▶ _EXERCISE AIM_
Reproduce nothing but the lines from the one containing "Task: Indicate the toyota" to the end of the records below, each exactly as written.

________________

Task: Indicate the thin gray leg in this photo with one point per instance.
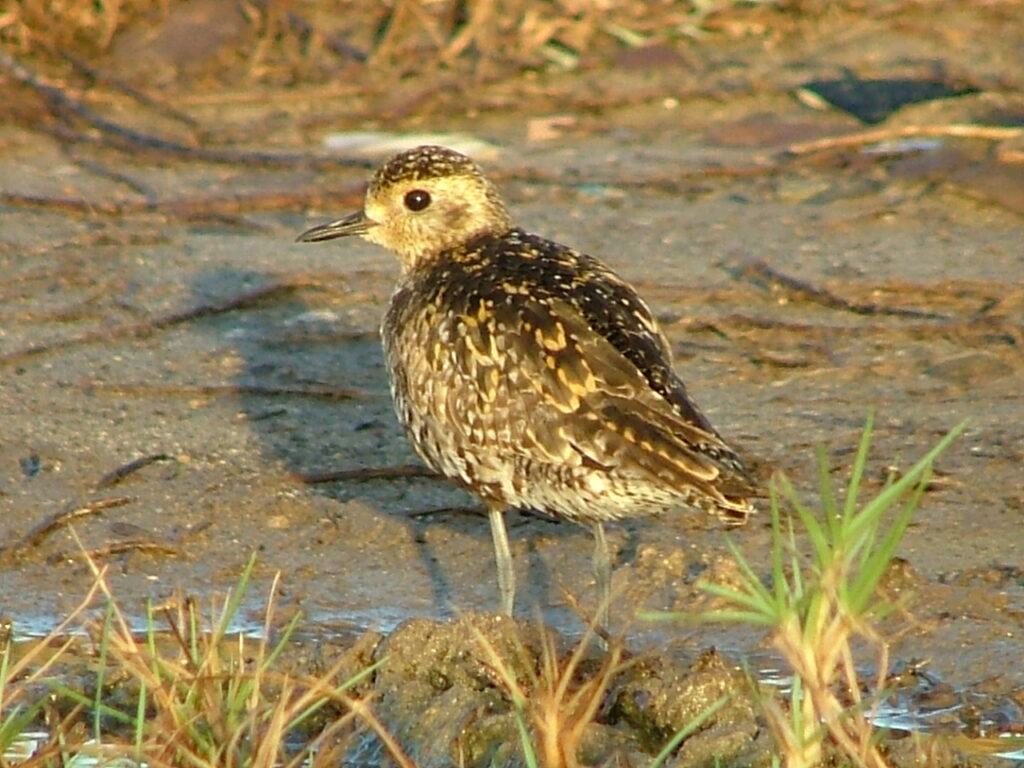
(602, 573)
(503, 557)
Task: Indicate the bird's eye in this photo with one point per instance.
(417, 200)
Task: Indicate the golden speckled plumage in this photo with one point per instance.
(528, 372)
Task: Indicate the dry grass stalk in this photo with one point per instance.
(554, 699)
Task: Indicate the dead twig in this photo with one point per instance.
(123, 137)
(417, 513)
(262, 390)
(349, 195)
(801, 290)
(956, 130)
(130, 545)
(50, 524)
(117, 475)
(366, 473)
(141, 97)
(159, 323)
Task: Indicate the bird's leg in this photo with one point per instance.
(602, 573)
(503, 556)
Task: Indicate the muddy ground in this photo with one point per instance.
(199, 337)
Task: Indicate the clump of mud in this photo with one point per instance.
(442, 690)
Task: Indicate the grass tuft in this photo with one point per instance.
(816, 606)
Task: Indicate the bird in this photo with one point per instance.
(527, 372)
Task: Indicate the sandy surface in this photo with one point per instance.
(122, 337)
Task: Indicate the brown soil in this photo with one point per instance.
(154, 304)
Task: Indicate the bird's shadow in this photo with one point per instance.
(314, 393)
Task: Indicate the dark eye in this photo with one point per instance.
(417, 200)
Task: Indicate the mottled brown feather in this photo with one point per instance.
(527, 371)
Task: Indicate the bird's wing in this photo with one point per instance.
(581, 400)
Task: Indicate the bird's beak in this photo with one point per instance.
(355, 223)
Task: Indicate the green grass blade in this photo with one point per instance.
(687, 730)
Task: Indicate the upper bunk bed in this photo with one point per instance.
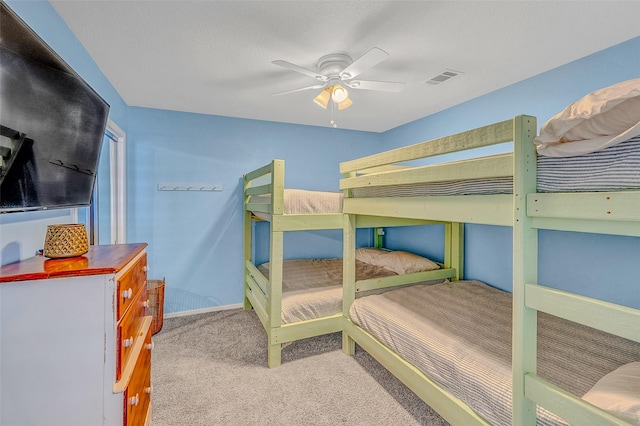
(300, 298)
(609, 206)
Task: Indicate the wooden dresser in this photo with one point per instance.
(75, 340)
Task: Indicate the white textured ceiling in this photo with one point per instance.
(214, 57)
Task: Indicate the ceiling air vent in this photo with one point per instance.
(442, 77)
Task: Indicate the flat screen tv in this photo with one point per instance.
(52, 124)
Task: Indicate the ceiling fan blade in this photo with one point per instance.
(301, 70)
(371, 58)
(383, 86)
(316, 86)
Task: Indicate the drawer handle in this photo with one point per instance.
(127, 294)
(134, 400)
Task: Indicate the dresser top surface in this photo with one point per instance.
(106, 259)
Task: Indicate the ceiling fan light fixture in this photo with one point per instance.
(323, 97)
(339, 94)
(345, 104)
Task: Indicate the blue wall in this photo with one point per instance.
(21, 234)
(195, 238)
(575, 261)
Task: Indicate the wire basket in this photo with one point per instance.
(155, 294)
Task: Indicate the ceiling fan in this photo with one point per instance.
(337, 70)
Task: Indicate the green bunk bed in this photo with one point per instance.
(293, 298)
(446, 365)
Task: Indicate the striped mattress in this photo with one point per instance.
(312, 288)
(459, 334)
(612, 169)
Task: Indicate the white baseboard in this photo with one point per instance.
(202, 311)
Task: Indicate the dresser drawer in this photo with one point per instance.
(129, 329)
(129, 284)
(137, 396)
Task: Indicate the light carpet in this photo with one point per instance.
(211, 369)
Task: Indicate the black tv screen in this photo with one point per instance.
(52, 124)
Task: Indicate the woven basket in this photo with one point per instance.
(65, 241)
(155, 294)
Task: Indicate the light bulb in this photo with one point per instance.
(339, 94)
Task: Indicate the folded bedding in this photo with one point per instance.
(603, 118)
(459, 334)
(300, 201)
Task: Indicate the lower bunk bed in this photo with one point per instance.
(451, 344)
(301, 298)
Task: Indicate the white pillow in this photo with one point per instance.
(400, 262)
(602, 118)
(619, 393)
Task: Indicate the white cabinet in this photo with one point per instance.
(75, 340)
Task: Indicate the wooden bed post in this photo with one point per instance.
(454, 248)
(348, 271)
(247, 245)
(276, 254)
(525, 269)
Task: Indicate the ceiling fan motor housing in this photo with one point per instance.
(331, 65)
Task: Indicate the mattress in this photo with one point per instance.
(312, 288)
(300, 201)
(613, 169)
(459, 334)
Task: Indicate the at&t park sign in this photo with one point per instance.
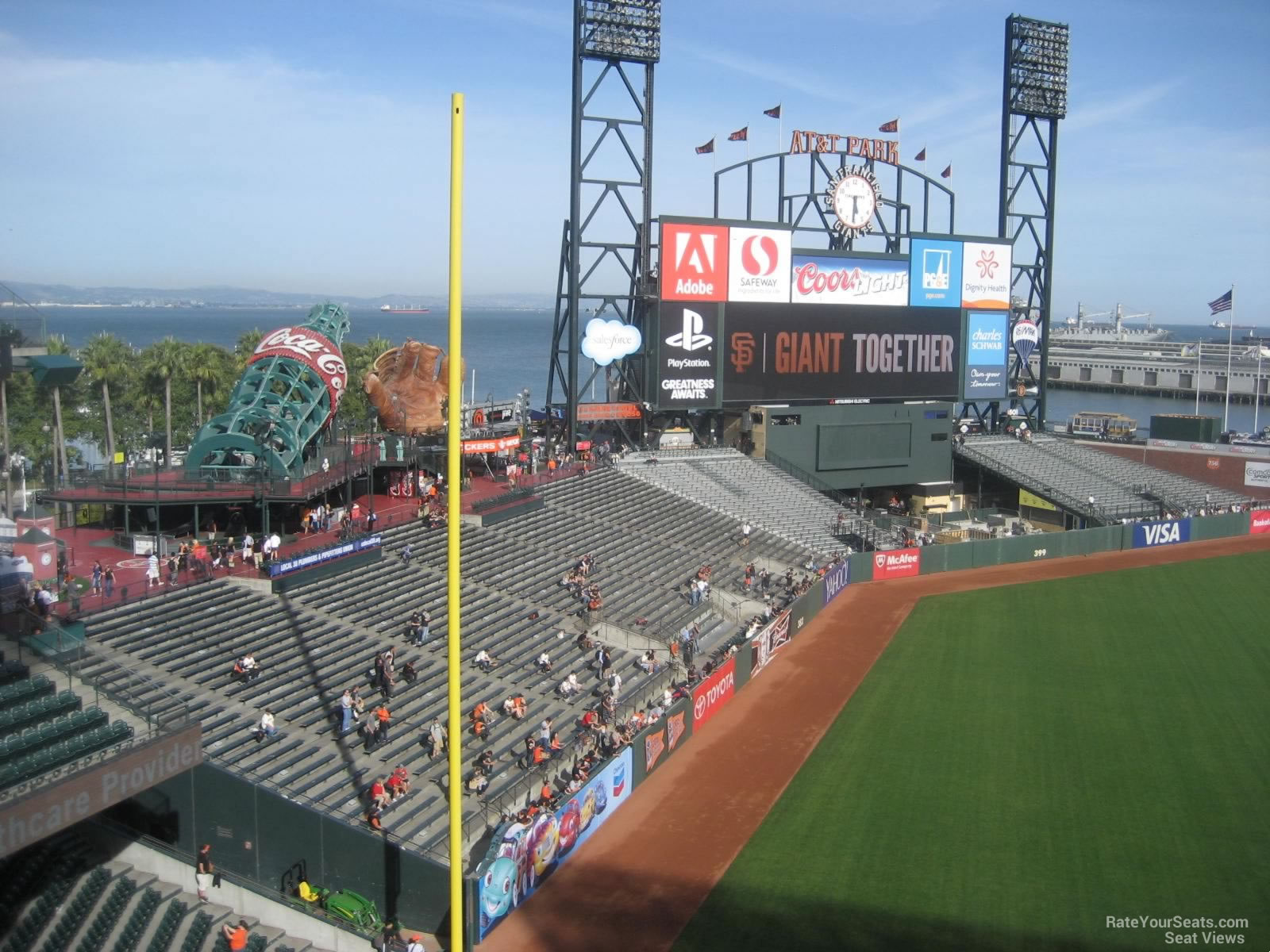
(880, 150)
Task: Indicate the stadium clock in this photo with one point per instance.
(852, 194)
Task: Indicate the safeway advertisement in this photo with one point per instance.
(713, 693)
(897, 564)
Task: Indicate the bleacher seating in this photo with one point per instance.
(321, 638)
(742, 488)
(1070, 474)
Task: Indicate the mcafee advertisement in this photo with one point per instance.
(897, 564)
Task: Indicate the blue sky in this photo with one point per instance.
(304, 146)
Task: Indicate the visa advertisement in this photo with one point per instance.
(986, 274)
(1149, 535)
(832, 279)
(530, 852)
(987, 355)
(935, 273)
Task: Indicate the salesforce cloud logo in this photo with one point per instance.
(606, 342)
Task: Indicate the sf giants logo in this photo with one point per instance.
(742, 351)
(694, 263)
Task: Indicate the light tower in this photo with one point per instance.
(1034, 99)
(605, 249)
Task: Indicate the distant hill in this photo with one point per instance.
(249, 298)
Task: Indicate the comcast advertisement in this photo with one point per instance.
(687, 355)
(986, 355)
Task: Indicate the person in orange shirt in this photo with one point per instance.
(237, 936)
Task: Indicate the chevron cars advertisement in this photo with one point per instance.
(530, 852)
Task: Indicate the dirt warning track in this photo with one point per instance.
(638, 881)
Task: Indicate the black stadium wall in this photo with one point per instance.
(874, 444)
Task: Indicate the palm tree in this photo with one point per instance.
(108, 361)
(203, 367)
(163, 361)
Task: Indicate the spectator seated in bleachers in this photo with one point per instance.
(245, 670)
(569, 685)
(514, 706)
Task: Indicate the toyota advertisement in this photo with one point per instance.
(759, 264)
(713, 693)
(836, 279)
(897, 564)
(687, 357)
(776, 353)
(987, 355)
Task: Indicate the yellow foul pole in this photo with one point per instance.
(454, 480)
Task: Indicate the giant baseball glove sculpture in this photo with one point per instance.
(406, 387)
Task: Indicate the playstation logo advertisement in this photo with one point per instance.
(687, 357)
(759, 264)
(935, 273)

________________

▶ _ANSWER AREA_
Task: Indicate the toyota advertisement in this photo with one point per instance.
(759, 264)
(713, 693)
(836, 279)
(897, 564)
(687, 357)
(776, 353)
(987, 355)
Task: Indicate the yellow foul pole in this photo with one point per instance.
(454, 480)
Task: Indicate the giant baseball glove sculpture in this photo with one point per instance.
(406, 387)
Task: Indicate the playstation logo advertisement in this photo with one point per instance.
(687, 357)
(759, 264)
(935, 273)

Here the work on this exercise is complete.